===== 提取材料

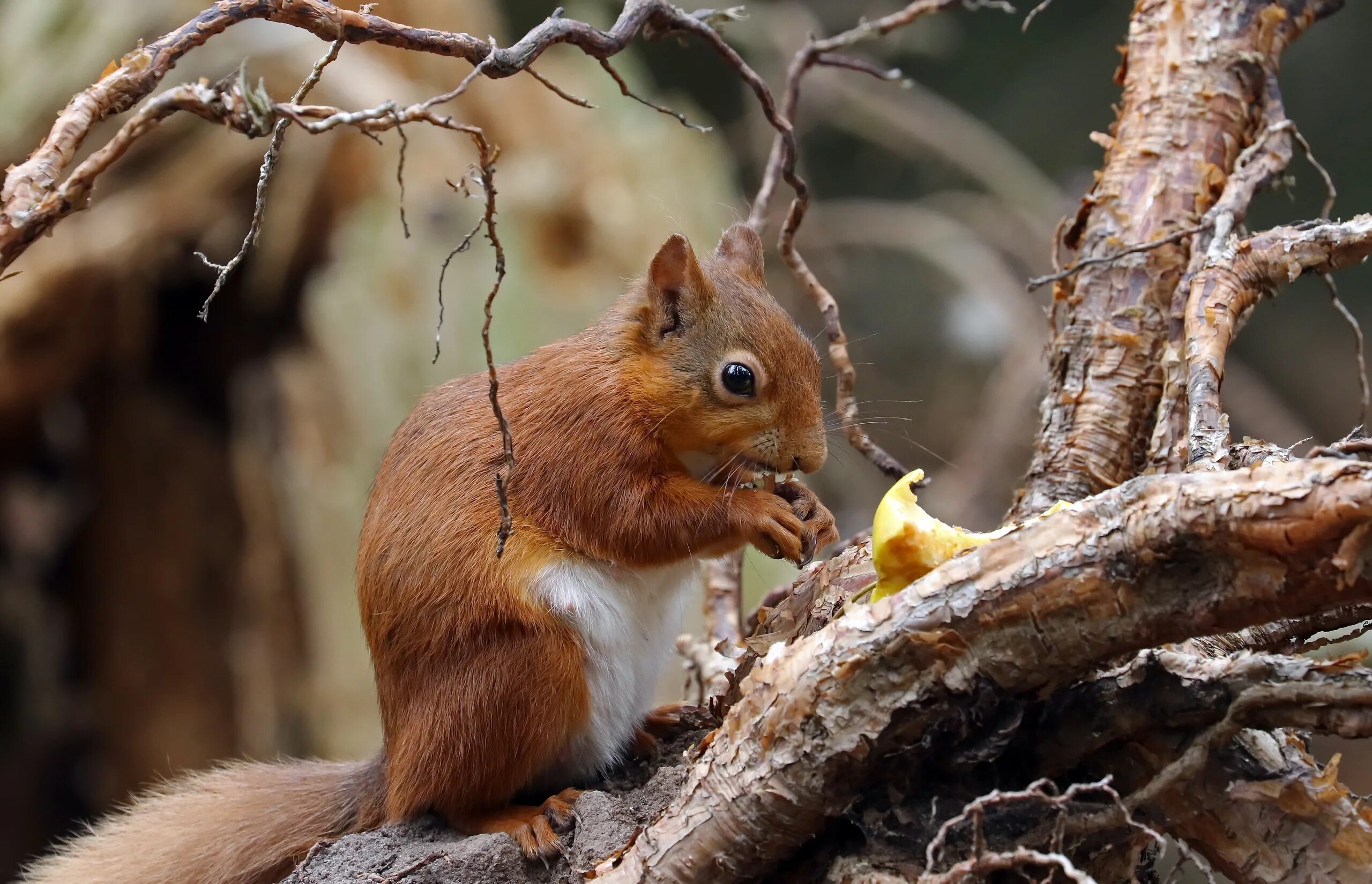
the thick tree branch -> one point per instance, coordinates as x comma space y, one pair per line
1221, 295
1153, 561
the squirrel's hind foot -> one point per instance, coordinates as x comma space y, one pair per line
535, 829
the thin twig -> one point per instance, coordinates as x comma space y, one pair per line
1330, 191
1105, 259
557, 91
270, 160
862, 66
781, 166
400, 177
411, 870
623, 87
1359, 343
1033, 14
461, 247
503, 477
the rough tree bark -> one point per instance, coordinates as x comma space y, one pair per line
1192, 76
1013, 708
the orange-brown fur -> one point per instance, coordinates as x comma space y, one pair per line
481, 686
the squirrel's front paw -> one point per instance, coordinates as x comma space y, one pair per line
819, 521
791, 524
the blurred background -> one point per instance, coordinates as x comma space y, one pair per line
180, 501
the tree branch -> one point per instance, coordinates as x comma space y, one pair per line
1149, 563
1112, 318
1226, 290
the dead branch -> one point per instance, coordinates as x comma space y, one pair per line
270, 161
1132, 568
1258, 166
1112, 318
29, 202
1140, 720
781, 165
630, 94
1230, 286
724, 600
1176, 236
1265, 812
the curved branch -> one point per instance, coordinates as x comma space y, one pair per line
1154, 561
35, 181
781, 163
1112, 320
1226, 290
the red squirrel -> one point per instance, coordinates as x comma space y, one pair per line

==========

任务说明: 把上面的所有行移入答案，标注要求一并保留，并将答案中每个坐标数值都加上15。图片不要放进答案。

问题解答:
the thick tree branch -> one point per instance, coordinates as x comma space y, one pair per line
1236, 310
1168, 576
the squirrel's hind foot -> one point per instance, coordinates as x comma space y, one pair per line
550, 844
the thin twig -> one point per instance, coordinates as x comma space y, one pair per line
1345, 206
1120, 274
572, 106
285, 175
877, 81
796, 181
415, 192
426, 885
638, 102
1374, 358
1048, 29
476, 262
518, 492
the rough tree bark -> one point per instance, coordinates as x comma space y, one pair per line
1207, 91
1028, 723
the orange-brown fur -> one point per instance, coordinates as x comma space y, one pair per line
496, 701
the squirrel's front paw -> one point per instance, coordinates as x comma space y, one pair per line
834, 536
806, 539
the blurred background -> one point per instance, coordinates as x comma space y, one pair per line
195, 516
the tree branch -> one point per instance, coordinates as x comma space y, one pair per line
1164, 578
1127, 333
1241, 305
the dead branch -> one point per instance, coordinates as x comma space y, one pair per line
285, 176
1147, 583
1273, 181
1127, 333
44, 217
1155, 735
796, 180
645, 109
1245, 301
739, 615
1191, 251
1280, 827
the curved branch -> one point per instance, coordinates as x comma space y, one pair per line
1169, 576
50, 196
796, 178
1127, 335
1241, 305
the red squirrel -> one point per instance, coordinates as x comma space y, one pair per line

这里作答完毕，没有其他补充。